**CHALLENGE**. Omit the images, then print each record below exactly as it reads.

== SUPPLIED DATA ==

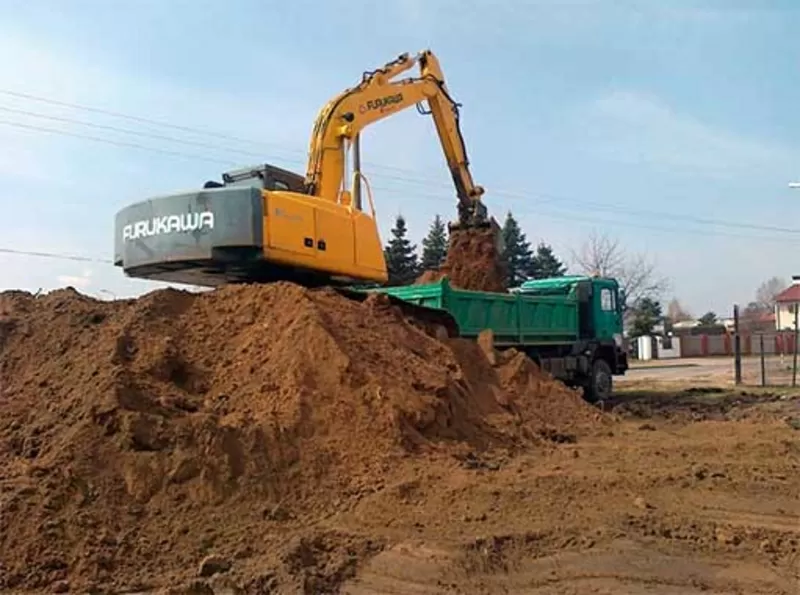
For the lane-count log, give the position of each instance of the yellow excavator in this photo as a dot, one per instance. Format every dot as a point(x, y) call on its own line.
point(264, 223)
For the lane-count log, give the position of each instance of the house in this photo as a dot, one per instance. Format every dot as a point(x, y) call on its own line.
point(786, 303)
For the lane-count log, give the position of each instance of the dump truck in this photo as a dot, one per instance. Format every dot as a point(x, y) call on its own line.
point(571, 326)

===

**OUTPUT FOR THIS EXERCISE**.
For the lane-count log, give the position of each instance of the yellow excavator in this photo as a dot, one per instance. Format every dot as a point(x, y) call on its own line.
point(264, 223)
For the lane-count log, give the position of each instance of the house in this photo as a dot, one per instance. Format every dot as a point(x, y) call on its own line.
point(786, 303)
For the lane-count log, give the position of each instance of the dump truck in this photo as a dot, one per instance. Format every dot as a point(x, y) call on its own line.
point(571, 326)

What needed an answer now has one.